[Given data start]

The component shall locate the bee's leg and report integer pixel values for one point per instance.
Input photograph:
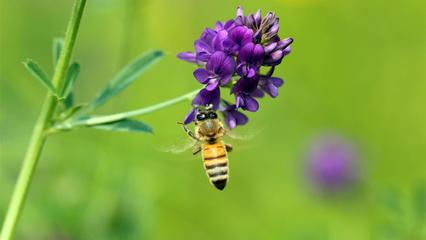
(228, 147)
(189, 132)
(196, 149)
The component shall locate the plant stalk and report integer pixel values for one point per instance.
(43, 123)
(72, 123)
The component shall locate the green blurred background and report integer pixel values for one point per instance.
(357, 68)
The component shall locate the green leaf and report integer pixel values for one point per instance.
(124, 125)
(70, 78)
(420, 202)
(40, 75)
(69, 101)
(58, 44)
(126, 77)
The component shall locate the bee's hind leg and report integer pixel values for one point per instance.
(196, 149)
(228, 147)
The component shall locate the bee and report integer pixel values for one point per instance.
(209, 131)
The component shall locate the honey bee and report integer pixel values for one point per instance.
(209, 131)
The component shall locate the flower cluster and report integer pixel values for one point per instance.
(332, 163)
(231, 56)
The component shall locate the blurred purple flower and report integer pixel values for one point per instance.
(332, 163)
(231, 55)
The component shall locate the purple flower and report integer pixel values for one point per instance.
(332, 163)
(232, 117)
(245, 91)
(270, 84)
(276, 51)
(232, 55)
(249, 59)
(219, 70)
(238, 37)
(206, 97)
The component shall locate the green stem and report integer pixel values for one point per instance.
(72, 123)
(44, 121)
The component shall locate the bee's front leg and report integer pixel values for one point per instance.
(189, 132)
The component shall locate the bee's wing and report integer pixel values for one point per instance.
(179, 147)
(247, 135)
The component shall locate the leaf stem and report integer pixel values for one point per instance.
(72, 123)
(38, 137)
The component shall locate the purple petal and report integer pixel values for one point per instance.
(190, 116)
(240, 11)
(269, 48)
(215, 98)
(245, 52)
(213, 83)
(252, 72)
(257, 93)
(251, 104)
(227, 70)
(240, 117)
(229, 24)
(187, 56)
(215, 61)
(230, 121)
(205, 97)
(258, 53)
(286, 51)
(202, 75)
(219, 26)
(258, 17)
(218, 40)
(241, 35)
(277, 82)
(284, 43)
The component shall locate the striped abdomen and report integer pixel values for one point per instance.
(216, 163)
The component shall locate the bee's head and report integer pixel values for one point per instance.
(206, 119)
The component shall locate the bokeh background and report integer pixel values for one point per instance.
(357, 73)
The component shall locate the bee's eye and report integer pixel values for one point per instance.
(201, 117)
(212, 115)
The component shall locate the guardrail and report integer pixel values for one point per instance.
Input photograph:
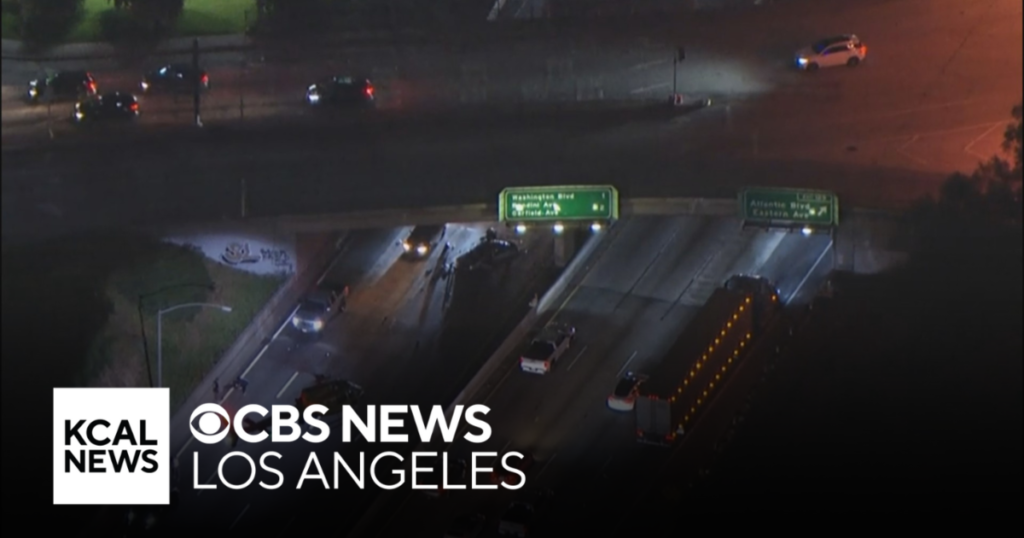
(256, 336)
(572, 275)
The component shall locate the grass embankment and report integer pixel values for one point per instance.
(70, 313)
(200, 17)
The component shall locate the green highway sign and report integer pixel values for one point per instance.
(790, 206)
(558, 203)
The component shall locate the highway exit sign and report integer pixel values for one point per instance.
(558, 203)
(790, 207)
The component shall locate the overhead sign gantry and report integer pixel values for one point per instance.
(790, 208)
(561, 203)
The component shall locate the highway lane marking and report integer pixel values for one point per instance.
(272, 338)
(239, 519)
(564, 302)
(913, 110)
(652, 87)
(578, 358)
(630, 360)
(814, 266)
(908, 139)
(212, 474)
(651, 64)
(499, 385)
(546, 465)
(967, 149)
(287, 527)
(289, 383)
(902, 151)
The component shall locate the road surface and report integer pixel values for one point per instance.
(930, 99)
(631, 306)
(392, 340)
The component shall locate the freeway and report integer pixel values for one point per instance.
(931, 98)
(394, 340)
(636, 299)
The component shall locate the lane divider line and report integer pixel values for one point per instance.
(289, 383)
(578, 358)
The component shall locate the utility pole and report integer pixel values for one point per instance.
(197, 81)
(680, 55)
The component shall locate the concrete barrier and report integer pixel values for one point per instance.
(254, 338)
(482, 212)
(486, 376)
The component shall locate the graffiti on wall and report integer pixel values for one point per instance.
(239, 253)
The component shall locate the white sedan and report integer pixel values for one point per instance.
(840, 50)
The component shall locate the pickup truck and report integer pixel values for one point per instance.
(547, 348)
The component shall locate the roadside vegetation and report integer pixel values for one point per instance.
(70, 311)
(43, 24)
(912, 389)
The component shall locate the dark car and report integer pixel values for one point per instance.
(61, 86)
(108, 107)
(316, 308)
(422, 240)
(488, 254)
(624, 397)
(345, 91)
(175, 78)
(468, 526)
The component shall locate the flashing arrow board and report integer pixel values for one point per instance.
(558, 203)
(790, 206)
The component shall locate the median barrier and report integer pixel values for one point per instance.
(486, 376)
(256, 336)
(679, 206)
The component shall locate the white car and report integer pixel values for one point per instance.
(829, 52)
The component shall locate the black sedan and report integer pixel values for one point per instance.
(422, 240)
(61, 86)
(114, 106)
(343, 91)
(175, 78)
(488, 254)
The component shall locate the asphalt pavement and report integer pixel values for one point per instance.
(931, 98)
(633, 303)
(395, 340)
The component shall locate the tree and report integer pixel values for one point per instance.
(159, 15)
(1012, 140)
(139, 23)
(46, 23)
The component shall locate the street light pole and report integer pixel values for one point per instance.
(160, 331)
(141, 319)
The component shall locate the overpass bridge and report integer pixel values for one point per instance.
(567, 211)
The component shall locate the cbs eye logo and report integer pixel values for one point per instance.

[Given data end]

Task goal → Exclude the pictures and repeat every other part of the records word for word.

Worked solution →
The component shall locate the bee's leg and report integer pixel values for one point per instance.
Input photograph:
(228, 147)
(189, 132)
(196, 149)
The component shall locate the plant stalk and report integer pixel values for one point per instance.
(43, 123)
(72, 123)
The component shall locate the green blurred background and report integer pixel values for one point per instance.
(357, 68)
The component shall locate the green leaf and report integer pixel values for one point per instance.
(124, 125)
(70, 78)
(420, 202)
(40, 75)
(69, 101)
(58, 44)
(126, 77)
The component shall locate the bee's hind leg and report integer pixel values for one point per instance.
(196, 149)
(228, 147)
The component shall locate the bee and report integer pixel values for one point per instance.
(209, 131)
The component shall locate the honey bee and report integer pixel values for one point per instance.
(209, 131)
The component shall locate the flower cluster and report integer pixel values for one point per instance.
(332, 163)
(231, 56)
The component shall locate the blurred purple flower and report integer pixel values for one point per instance.
(332, 163)
(231, 55)
The component shall locate the purple flower and report integer pixel values for one point per instance.
(332, 163)
(232, 117)
(245, 91)
(270, 84)
(276, 51)
(232, 55)
(249, 59)
(219, 70)
(238, 37)
(206, 97)
The component shall locate the green stem and report integer pixel values for one point per instance.
(72, 123)
(44, 121)
The component shall locate the bee's front leg and report integer pixel values for one point per instance.
(189, 132)
The component shall locate the bee's wing and report integer pixel values for one point per instance.
(179, 147)
(247, 135)
The component shall locate the leaf stem and report integer pixel values for one point per instance.
(72, 123)
(38, 137)
The component shall locate the purple petal and report integer pixel values for one point per instance.
(190, 116)
(240, 11)
(269, 48)
(215, 98)
(245, 52)
(213, 83)
(252, 72)
(257, 93)
(251, 104)
(227, 70)
(240, 117)
(229, 24)
(187, 56)
(215, 61)
(230, 121)
(205, 97)
(258, 53)
(286, 51)
(202, 75)
(219, 26)
(258, 17)
(218, 40)
(241, 35)
(277, 82)
(284, 43)
The component shall locate the striped abdomen and report integer pixel values for one point per instance.
(216, 163)
The component shall locate the bee's head and report integer pixel values for one point per instance.
(206, 119)
The component shall locate the bokeh background and report integer pixel values for one point per instance.
(357, 73)
The component shall locate the bee's eye and report integer pixel values for one point per instance.
(201, 117)
(212, 115)
The component shall locate the guardrail and report integer pixel values for one point per instance.
Input photograph:
(256, 336)
(572, 275)
The component shall locate the grass embankment and report integer pixel values for one point per instance.
(70, 313)
(200, 17)
The component shall locate the green highway sign and report integer pixel values for one point per instance.
(790, 206)
(558, 203)
The component shall locate the highway exit sign and report integer pixel values for one point per instance.
(558, 203)
(790, 207)
The component shall locate the overhead sign gantry and report integer pixel values for one point per instance.
(790, 208)
(561, 203)
The component shall locate the highway lane marking and report integer pixel values for one point per instance.
(272, 338)
(239, 519)
(564, 302)
(913, 110)
(652, 87)
(578, 358)
(630, 360)
(814, 266)
(908, 139)
(212, 474)
(651, 64)
(499, 385)
(546, 465)
(967, 149)
(287, 527)
(289, 383)
(902, 151)
The component shall locate the road surface and report integer pixel values for one point per instance.
(930, 99)
(631, 306)
(392, 340)
The component shall locate the freeway and report integer pixel values for one point per instance.
(931, 98)
(394, 340)
(636, 299)
The component shall locate the lane divider line and report integer pixel values for one point per instance.
(289, 383)
(578, 358)
The component shall locate the utility pole and report integer pixel values for one point per instance.
(197, 81)
(680, 55)
The component shall locate the concrete barrier and report integer pixel values for one point per instance.
(254, 338)
(482, 212)
(486, 376)
The component shall locate the graffiti on wall and report integer pixel values for one point per instance.
(239, 253)
The component shall locate the white sedan and report integer pixel values for one point per instance.
(840, 50)
The component shall locate the pickup truck and report integer pixel values for one point per instance.
(547, 348)
The component shall locate the roadside vegetation and report integer pixel values for one point per instance.
(70, 311)
(43, 24)
(912, 389)
The component shall locate the dark car and report integer pixel values for one point per instance.
(61, 86)
(108, 107)
(316, 308)
(422, 240)
(488, 254)
(624, 397)
(345, 91)
(175, 78)
(468, 526)
The component shall locate the flashing arrow board and report integer pixel values for one point per instance.
(558, 203)
(790, 206)
The component shall locate the median barrier and report integer pixel values for one point per instance.
(486, 376)
(256, 336)
(679, 206)
The component shall locate the white car and report integer pixel values for one point per instance.
(829, 52)
The component shall locate the black sedan and report integer pixel values for one point per instance.
(422, 240)
(61, 86)
(114, 106)
(343, 91)
(175, 78)
(488, 254)
The component shall locate the asphalt pavement and report integer pixel values for one point per instance.
(931, 98)
(633, 303)
(395, 340)
The component shall locate the tree and report integer pixel values for one point per instance.
(159, 15)
(1012, 140)
(139, 23)
(46, 23)
The component shall locate the street light pole and report integer pixel values for one point per instance.
(160, 331)
(141, 319)
The component shall locate the overpass bridge and report integer pixel values for one point per instance.
(567, 211)
The component shall locate the cbs eye logo and report integer pixel values for one point per instance.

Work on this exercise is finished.